#### [Exercise instructions]
From the passage on microaggressions below, translate this sentence into Spanish: "The word has been around for decades, first coined in 1970, but only recently has it become a buzzword."

The politically correct term is “microaggression”—a new word that the Oxford English Dictionary has not yet added but may do so (unless adding that word is itself a microaggression). The word has been around for decades, first coined in 1970, but only recently has it become a buzzword. It refers to verbal, behavioral, or environmental indignities, even unintentional, that someone might perceive as a slight. Plug it into Google and you will get about 214,000 hits. Plug in “micro aggression” and you are over 700,000 hits.

What are some microaggressions? The University of Wisconsin–Stevens Point has helpfully included a list to guide its students and professors about what not to say. For example, let us say a professor tells a student in a class on rhetoric, “You are so articulate.” That’s a microaggression. Yes it is. You may be able to get away with telling the white student in the rhetoric class that she has performed well and is articulate, but you are looking for trouble if you say that to a nonwhite student, the University of Wisconsin solemnly informs us. What if an Asian student says to the teacher, “You only call the white students articulate?” “Why don’t you ever praise an Asian?” Well, the Administration at the University of Wisconsin never gets around to answering that one.

How about this? You’re in a history class, or a civics class, and you hear a student or teacher says, “America is a melting pot.” That is another no-no. It really means that people in this country assimilate, and that is apparently very bad. What if you pull out a dollar bill and read part of the Great Seal of the United States, “E pluribus unum”? That means, “Out of many, one.” That sounds a lot like “America is a melting pot.” Yet, Wisconsin does not list that one as a microaggression. Perhaps those who make up the list don’t understand Latin.

Suppose someone says, “I think my friend will get the job because his father is a friend of the employer.” Another person responds, “I believe the most qualified person should get the job.” That is yet another no-no, according to the University of Wisconsin–Stevens Point.

An example of an environmental microaggression occurs if a college or university has buildings named “after White heterosexual upper class males.” That one is really a hoot. First, one should not be surprised that college buildings are names after donors. If we have heard of the donor, we may know that the donor is male and rich. We usually don’t know their sexual orientation; perhaps because they think what they do in the bedroom is not anyone else’s business. In any event, it is still a bit surprising for the University of Wisconsin to object to buildings named after donors—all it has to do is refuse the money or return it and change the name of the building.

Wisconsin also objects to an “[o]verabundance of liquor stores in communities of color.” It does not tell us what “overabundance” means, but we do know that it offers no objection to an overabundance of liquor stores in communities with a large college population.

The University of California—the home of the free speech movement—not to be outdone, has now published its own list of microaggressions. Some parrot the Wisconsin list. Others do not. For example, California thinks it is a microaggression “Being forced to choose Male or Female when completing basic forms.” The University’s graduates will have trouble filling out census forms. California, however, does seem to understand that it should not insult its donors. Although it recognizes that microaggressions include “environmental slights, snubs,” it lists none. Apparently, California will not be returning any donors’ money or changing the names of its buildings.

#### [Entries shown]
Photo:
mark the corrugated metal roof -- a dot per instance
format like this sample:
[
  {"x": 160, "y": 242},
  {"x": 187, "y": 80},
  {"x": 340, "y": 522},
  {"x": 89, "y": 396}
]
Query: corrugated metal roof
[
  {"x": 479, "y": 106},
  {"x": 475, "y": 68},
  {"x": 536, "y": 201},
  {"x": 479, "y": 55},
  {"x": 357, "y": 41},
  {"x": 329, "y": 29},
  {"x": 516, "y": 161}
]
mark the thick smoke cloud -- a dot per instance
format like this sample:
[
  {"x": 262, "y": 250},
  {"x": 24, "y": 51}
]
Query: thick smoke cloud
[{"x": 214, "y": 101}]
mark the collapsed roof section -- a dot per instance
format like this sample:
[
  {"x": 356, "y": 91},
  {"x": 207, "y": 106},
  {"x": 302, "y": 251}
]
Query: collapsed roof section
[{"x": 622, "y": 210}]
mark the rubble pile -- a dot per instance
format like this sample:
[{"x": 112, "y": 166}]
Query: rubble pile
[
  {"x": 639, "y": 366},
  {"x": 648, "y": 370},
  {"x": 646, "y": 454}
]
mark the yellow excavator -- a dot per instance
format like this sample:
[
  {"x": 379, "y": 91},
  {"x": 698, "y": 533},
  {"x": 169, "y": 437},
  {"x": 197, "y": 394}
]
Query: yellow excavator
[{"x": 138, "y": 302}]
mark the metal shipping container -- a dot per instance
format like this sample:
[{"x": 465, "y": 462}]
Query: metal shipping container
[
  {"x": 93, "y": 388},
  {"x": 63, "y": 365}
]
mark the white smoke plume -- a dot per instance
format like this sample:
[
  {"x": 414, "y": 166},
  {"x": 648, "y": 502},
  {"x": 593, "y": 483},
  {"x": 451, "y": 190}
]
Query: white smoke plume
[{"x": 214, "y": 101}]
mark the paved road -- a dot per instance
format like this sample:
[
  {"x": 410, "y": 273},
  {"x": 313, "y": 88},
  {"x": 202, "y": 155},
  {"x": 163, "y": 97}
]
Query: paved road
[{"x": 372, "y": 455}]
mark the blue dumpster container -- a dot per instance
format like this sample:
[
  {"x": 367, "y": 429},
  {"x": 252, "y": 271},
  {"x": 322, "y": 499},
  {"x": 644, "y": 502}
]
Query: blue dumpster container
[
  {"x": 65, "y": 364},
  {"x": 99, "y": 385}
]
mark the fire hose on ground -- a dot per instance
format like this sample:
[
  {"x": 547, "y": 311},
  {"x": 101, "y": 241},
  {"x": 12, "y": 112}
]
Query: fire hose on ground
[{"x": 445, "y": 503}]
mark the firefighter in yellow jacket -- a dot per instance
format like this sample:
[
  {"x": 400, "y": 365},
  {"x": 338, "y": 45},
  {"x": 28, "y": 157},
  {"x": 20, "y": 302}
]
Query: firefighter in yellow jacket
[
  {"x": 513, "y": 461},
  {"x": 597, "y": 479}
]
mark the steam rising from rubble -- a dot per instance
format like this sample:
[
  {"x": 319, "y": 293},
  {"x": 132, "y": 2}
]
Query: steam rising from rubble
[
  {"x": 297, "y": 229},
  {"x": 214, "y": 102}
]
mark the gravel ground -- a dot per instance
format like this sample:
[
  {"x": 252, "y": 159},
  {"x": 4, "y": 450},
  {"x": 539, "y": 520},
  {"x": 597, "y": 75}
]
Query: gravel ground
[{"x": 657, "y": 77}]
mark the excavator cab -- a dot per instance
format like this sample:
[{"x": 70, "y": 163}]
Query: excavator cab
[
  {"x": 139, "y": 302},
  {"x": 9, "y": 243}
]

#### [Written answer]
La palabra existe desde hace décadas (se acuñó por primera vez en 1970), pero solo recientemente se ha convertido en una palabra de moda.